# [Natural language region descriptions]
*** Block opens ***

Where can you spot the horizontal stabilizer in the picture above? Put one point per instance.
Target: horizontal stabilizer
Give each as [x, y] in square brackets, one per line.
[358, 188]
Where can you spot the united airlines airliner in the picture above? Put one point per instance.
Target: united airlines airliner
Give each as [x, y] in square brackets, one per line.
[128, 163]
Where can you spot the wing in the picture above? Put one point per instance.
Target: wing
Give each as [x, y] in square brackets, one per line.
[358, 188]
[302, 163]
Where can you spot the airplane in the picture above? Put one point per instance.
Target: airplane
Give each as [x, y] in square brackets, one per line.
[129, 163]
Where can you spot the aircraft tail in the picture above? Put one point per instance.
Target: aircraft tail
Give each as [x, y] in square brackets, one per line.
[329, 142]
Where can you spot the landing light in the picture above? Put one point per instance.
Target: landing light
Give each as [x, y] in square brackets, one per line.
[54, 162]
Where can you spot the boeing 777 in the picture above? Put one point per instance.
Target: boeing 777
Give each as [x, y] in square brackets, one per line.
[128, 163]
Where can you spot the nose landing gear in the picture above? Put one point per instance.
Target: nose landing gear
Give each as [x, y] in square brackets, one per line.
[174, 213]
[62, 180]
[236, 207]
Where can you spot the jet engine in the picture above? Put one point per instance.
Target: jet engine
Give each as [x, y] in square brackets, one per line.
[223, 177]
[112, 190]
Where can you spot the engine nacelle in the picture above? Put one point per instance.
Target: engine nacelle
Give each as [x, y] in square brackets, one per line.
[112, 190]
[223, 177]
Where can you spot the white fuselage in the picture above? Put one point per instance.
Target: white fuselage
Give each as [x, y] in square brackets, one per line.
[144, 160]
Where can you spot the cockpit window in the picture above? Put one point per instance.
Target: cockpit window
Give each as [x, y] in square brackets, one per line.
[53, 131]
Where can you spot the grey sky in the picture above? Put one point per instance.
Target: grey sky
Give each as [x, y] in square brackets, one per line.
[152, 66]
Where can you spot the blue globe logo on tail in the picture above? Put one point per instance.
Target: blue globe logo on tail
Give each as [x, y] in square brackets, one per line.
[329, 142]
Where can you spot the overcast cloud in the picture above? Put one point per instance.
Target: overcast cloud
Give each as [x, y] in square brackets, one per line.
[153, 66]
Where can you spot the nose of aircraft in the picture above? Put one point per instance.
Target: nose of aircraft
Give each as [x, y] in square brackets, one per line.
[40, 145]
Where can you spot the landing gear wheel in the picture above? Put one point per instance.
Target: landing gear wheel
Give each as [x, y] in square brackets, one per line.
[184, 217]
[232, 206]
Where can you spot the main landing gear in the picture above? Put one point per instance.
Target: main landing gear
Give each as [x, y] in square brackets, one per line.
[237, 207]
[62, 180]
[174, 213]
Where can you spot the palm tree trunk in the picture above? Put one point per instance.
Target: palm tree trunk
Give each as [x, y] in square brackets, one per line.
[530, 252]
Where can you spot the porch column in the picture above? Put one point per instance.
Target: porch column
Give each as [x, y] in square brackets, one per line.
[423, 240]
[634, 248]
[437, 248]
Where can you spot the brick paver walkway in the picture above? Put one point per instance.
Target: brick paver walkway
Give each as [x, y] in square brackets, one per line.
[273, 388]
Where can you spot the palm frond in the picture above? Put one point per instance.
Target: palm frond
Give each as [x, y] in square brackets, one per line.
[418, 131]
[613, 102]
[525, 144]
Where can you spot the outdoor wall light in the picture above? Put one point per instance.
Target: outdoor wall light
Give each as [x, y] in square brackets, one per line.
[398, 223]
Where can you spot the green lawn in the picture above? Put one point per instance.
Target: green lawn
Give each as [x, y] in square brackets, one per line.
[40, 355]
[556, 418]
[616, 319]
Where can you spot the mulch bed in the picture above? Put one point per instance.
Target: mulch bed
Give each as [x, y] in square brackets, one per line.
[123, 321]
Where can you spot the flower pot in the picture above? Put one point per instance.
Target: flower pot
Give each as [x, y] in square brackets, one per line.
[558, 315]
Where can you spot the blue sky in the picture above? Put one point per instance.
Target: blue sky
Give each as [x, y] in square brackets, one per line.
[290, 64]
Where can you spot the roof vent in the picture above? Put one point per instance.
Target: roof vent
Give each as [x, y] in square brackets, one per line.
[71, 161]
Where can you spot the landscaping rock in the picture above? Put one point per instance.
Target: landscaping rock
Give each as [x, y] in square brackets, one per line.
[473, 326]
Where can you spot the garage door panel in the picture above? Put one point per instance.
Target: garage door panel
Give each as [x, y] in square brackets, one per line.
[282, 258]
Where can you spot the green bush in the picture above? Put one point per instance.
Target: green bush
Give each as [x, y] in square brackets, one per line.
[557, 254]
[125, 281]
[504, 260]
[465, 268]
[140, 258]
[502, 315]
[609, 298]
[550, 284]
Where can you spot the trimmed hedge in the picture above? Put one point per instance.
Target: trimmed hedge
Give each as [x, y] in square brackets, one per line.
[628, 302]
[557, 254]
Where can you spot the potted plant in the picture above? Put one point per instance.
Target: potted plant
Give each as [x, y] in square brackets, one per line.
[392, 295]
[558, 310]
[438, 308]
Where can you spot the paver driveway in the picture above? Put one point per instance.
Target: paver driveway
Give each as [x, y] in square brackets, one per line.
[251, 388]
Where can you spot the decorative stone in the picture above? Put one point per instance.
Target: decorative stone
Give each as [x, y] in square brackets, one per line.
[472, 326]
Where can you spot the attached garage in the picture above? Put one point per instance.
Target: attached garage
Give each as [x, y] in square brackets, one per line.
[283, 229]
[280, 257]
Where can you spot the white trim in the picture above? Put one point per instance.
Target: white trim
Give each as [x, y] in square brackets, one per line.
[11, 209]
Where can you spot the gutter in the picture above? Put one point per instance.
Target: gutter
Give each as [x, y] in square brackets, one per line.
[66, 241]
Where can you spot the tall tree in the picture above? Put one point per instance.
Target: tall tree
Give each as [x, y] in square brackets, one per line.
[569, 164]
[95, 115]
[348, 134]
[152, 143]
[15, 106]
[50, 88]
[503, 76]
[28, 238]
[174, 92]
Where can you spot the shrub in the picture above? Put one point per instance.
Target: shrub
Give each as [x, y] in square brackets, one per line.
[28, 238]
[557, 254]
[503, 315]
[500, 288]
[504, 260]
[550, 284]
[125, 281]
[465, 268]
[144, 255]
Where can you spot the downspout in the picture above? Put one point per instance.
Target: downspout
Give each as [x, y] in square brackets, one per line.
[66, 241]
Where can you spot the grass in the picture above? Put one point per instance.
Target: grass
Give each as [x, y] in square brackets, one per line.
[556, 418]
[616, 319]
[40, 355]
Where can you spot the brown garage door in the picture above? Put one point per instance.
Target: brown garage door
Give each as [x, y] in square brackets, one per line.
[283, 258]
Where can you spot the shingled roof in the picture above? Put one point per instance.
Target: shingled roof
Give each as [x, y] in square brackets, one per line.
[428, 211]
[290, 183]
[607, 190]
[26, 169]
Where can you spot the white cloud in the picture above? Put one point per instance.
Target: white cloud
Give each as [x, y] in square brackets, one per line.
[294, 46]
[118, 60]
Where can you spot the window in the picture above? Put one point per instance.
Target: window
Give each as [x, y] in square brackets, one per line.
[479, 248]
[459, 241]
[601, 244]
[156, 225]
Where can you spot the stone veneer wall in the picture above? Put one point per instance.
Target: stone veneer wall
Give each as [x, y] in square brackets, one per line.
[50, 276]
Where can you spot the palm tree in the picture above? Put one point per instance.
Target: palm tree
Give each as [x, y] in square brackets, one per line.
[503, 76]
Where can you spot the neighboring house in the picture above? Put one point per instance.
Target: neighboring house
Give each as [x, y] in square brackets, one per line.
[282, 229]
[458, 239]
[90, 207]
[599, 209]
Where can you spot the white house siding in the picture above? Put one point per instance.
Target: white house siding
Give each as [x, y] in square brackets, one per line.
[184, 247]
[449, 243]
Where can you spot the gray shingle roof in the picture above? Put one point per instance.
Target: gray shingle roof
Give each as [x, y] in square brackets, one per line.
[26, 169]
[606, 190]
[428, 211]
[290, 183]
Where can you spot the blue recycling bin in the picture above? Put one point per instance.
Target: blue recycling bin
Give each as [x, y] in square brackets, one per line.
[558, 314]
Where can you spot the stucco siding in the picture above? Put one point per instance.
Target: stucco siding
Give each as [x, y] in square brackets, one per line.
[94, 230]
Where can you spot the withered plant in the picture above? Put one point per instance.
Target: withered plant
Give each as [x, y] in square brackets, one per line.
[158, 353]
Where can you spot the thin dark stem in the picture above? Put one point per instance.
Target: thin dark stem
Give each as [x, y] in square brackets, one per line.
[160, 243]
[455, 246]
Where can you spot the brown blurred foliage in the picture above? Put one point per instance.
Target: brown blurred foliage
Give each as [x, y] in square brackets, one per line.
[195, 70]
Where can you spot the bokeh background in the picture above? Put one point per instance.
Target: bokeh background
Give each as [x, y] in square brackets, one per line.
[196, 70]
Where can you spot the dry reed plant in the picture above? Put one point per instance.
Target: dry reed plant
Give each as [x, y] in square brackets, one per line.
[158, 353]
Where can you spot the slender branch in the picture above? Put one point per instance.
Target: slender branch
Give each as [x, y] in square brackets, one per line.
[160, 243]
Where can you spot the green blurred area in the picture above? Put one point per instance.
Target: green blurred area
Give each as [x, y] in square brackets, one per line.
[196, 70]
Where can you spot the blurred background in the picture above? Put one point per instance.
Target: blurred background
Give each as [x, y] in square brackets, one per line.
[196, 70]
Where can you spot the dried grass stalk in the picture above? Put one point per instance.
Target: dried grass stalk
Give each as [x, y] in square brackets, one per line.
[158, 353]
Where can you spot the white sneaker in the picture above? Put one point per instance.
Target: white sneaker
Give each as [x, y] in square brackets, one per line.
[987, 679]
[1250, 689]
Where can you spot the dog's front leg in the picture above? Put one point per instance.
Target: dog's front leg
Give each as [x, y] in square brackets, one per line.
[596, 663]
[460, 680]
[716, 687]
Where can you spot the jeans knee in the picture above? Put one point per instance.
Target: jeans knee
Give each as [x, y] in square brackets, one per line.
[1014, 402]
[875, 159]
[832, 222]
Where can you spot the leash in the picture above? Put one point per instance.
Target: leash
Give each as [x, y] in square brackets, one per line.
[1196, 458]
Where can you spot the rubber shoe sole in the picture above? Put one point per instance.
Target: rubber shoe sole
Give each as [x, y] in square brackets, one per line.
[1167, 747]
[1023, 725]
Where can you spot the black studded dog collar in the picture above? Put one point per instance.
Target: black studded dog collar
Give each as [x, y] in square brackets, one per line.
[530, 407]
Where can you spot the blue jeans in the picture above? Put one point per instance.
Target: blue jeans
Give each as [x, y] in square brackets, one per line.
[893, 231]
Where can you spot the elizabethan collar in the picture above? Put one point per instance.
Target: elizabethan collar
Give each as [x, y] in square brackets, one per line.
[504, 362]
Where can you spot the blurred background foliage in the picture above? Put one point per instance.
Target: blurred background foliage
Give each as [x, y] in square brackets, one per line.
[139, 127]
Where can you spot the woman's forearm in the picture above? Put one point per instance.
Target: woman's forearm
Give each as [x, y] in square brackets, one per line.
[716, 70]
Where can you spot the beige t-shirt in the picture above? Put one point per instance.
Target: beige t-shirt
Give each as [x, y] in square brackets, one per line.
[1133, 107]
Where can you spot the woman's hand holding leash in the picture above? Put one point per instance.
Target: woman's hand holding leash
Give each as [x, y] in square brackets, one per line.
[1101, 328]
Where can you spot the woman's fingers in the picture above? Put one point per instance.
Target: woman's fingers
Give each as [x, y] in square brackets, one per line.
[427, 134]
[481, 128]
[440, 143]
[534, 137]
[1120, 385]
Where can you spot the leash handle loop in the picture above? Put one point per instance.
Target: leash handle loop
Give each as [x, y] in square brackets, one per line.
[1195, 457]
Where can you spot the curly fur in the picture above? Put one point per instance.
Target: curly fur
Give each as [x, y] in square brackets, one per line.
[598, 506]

*** Block closes ***

# [Activity]
Word for word, restate the lines above from the line containing "Where can you spot the shrub" through the line containing "Where can you spot the white cloud", with both included and nothing else.

# [Task response]
Where can you spot the shrub in the picture above? Put one point per instance.
Target: shrub
Give each as [x, y] in square brackets, one per line.
[28, 238]
[557, 254]
[503, 315]
[500, 288]
[504, 260]
[550, 284]
[125, 281]
[465, 268]
[144, 255]
Where can you spot the downspout in the picture above? Put one point per instance.
Target: downspout
Give each as [x, y] in square brackets, one per line.
[66, 241]
Where can you spot the grass in the picture above? Put one point per instance.
Target: grass
Give each as [x, y] in square brackets, one per line.
[556, 418]
[616, 319]
[40, 355]
Where can you spot the brown garage door in the picture above? Put one point per instance.
Target: brown garage door
Give each as [x, y] in square brackets, one per line.
[283, 258]
Where can you spot the shingled roof in the picture above? Put one point per instance.
Target: shingled roof
Give each as [x, y] in square brackets, one per line.
[428, 211]
[290, 183]
[607, 190]
[26, 169]
Where can you spot the white cloud in the picture above? Put one point per instance.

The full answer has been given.